◆ EXERCISE DIRECTIONS:
What follows is a listing to be transcribed exactly.

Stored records
--------------------
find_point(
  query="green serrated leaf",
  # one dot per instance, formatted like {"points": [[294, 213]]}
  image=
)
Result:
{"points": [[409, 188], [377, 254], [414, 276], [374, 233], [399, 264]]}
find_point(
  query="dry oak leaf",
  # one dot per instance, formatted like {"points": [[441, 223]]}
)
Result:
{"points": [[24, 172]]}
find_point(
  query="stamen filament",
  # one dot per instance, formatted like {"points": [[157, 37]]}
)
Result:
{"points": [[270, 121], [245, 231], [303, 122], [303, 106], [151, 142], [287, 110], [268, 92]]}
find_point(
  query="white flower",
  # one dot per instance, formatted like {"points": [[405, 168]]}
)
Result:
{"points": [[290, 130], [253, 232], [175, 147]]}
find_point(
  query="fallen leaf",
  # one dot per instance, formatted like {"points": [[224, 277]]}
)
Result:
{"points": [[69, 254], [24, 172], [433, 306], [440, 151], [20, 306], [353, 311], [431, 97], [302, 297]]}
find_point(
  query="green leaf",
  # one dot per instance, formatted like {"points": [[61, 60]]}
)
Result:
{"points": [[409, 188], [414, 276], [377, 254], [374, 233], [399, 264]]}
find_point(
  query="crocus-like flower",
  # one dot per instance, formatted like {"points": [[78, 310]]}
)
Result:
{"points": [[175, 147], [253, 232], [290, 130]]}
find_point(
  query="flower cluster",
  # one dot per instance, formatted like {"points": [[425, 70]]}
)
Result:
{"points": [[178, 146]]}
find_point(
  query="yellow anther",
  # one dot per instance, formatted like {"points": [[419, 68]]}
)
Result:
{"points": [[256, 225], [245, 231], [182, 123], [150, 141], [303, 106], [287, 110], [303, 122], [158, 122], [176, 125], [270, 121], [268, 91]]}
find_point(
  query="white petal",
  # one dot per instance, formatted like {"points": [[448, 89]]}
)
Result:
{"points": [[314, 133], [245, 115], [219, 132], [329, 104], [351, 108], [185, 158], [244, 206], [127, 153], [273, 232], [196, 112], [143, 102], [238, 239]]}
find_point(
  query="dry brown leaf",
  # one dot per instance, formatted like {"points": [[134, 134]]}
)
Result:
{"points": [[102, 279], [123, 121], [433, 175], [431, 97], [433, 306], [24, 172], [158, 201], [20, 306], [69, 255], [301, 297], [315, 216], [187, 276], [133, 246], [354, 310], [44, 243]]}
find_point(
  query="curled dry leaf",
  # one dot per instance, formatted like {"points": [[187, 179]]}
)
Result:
--------------------
◆ EXPECTED OUTPUT:
find_point(
  query="green serrated leaf",
  # one dot per instance, formatted like {"points": [[294, 213]]}
  image=
)
Result:
{"points": [[409, 188], [377, 254], [414, 276], [374, 233], [399, 264]]}
find_point(
  query="dry oak leaf",
  # one dot per instance, formatted like {"points": [[441, 223]]}
)
Result:
{"points": [[24, 172]]}
find_point(
  query="stamen filament",
  # one dot per instance, formatted like {"points": [[157, 37]]}
)
Result:
{"points": [[270, 121], [245, 231], [303, 122], [303, 106], [151, 142], [287, 110], [268, 92]]}
find_point(
  query="white flower",
  # one dot per instance, formatted like {"points": [[405, 168]]}
)
Result:
{"points": [[290, 130], [253, 232], [175, 147]]}
find_point(
  query="fallen leaf",
  # one dot per instance, formatted like {"points": [[224, 277]]}
)
Result:
{"points": [[69, 254], [24, 172], [433, 306], [440, 151], [20, 306], [353, 311], [431, 97], [302, 297]]}
find_point(
  query="green leaf",
  # one dot per instance, formatted like {"points": [[61, 60]]}
)
Result:
{"points": [[409, 188], [414, 276], [377, 254], [374, 233], [399, 264]]}
find_point(
  query="crocus-like flower",
  # one dot per instance, formatted like {"points": [[78, 310]]}
)
Result:
{"points": [[175, 147], [253, 232], [290, 130]]}
find_point(
  query="flower cluster",
  # one dot per instance, formatted like {"points": [[425, 70]]}
)
Result:
{"points": [[178, 146]]}
find_point(
  query="yellow anther",
  # one dot per instance, formatted like {"points": [[419, 68]]}
)
Result:
{"points": [[256, 225], [245, 231], [182, 123], [150, 141], [303, 106], [287, 110], [303, 122], [158, 122], [176, 125], [270, 121], [268, 91]]}
find_point(
  query="white petal",
  # one dot per instance, formatted like {"points": [[448, 89]]}
)
Result:
{"points": [[314, 133], [245, 115], [219, 132], [329, 104], [351, 108], [185, 158], [244, 206], [127, 153], [273, 232], [196, 112], [143, 102], [238, 239]]}
find_point(
  query="dry brown leaf",
  # one dot per instance, formatted like {"points": [[134, 134]]}
)
Result:
{"points": [[102, 279], [123, 121], [433, 175], [431, 97], [433, 306], [24, 172], [158, 201], [20, 306], [69, 255], [301, 297], [315, 216], [187, 276], [133, 246], [354, 310], [44, 243]]}
find_point(
  query="curled dry leaf",
  # one dot per instance, formatted like {"points": [[187, 179]]}
)
Result:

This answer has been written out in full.